Amendment No. 4 to Convertible Note dated September 20, 2021 by and between Li-Cycle Holdings Corp. and Wood River Capital, LLC dated May 8, 2025
Exhibit 4.3
AMENDMENT NO. 4 TO CONVERTIBLE NOTE
This AMENDMENT NO. 4 TO CONVERTIBLE NOTE is being entered into as of May 8, 2025 (this Amendment), by and between Li-Cycle Holdings Corp., a company existing under the laws of the Province of Ontario (the Company), and Wood River Capital, LLC, a Delaware limited liability company (the Holder). The Company and the Holder desire to amend the Note (as defined below) as set forth herein. Capitalized terms used and not otherwise defined herein shall have the meanings given to them in the Note.
WHEREAS, on September 29, 2021, the Company issued a Convertible Note to Spring Creek Capital, LLC, a Delaware limited liability company (the Original Holder) in the Original Principal Amount of $100,000,000 (such note, as amended by the May 2022 Consent, Amendment No. 2 and Amendment No. 3 (in each case, as defined below), and any payment-in-kind notes issued thereunder referred to collectively herein as the Note);
WHEREAS, on May 1, 2022, the Original Holder transferred its rights and obligations under the Note to the Holder pursuant to that certain Joinder Agreement, dated as of May 1, 2022, by and among the Company, the Original Holder and the Holder;
WHEREAS, on May 5, 2022, the Company and the Holder entered into that certain Consent to New Debt and Amendment to Convertible Note (the May 2022 Consent), whereby certain provisions of the Note were amended;
WHEREAS, on February 13, 2023, the Company and the Holder entered into that certain Amendment No. 2 to Convertible Note (the Amendment No. 2), whereby certain provisions of the Note were amended;
WHEREAS, on March 25, 2024, the Company and the Holder entered into that certain Amendment No. 3 to Convertible Note (the Amendment No. 3), whereby certain provisions of the Note were amended; and
WHEREAS, accordingly, on the date hereof, the Company and the Holder desire to further amend the Note as set forth herein.

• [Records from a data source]
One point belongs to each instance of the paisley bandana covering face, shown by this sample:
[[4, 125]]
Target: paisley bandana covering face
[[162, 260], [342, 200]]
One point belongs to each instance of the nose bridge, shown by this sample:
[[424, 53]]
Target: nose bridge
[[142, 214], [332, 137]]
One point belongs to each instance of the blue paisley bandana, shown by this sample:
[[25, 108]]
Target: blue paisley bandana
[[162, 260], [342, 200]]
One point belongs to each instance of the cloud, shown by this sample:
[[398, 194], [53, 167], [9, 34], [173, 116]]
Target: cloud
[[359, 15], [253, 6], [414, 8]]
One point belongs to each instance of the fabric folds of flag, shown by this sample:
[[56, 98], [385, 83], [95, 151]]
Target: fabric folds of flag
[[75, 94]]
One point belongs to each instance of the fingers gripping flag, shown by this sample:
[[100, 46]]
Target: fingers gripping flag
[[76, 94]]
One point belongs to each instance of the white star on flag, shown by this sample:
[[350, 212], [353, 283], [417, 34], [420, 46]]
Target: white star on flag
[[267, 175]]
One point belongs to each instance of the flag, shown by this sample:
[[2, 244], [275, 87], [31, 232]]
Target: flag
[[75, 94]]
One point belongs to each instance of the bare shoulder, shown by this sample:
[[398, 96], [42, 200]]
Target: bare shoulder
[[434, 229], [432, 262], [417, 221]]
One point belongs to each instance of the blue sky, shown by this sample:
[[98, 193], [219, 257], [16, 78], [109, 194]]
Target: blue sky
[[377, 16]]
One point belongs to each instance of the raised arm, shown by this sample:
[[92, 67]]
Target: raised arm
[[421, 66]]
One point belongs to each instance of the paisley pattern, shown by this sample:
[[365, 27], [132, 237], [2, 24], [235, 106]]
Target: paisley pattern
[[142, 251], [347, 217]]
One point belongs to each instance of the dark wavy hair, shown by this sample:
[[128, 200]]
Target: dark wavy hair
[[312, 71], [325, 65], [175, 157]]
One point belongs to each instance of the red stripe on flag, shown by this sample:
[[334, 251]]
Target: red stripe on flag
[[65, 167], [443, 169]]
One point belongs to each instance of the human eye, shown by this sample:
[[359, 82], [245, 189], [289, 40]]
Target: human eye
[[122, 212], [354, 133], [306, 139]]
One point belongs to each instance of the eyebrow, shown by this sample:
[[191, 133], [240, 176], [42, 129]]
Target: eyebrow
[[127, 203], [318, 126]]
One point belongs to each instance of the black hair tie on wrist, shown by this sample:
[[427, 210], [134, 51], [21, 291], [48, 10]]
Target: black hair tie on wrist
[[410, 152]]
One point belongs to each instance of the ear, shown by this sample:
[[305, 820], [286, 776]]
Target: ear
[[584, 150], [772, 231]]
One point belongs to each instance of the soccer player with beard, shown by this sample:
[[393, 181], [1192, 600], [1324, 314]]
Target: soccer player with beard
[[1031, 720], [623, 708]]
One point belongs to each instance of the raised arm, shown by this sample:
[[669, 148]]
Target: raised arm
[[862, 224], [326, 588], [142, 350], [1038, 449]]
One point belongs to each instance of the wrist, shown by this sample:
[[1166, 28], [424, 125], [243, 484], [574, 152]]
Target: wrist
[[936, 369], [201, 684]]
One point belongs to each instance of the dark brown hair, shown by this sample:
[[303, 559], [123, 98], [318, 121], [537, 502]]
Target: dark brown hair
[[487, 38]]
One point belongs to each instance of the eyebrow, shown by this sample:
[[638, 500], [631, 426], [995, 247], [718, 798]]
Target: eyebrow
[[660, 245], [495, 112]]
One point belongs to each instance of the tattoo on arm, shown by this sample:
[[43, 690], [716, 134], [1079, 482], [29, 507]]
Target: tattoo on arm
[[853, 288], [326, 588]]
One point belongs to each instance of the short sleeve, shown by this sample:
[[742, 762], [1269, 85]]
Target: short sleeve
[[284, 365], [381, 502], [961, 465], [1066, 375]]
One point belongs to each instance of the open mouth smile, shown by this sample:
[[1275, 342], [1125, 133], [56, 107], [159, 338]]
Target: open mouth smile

• [Things to do]
1. Transcribe the part of the amendment from "Amendment No. 4 to Convertible Note dated" up to and including "in the Note.".
2. Answer these questions using the amendment:
(a) What was the Original Principal Amount of the note?
(b) Under the laws of which province does the Company exist?
(c) On what date did the Company and the Holder enter into Amendment No. 3?

• [Responses to the exercise]
1.
Amendment No. 4 to Convertible Note dated September 20, 2021 by and between Li-Cycle Holdings Corp. and Wood River Capital, LLC dated May 8, 2025
Exhibit 4.3
AMENDMENT NO. 4 TO CONVERTIBLE NOTE
This AMENDMENT NO. 4 TO CONVERTIBLE NOTE is being entered into as of May 8, 2025 (this Amendment), by and between Li-Cycle Holdings Corp., a company existing under the laws of the Province of Ontario (the Company), and Wood River Capital, LLC, a Delaware limited liability company (the Holder). The Company and the Holder desire to amend the Note (as defined below) as set forth herein. Capitalized terms used and not otherwise defined herein shall have the meanings given to them in the Note.

2.
(a) $100,000,000
(b) Ontario
(c) March 25, 2024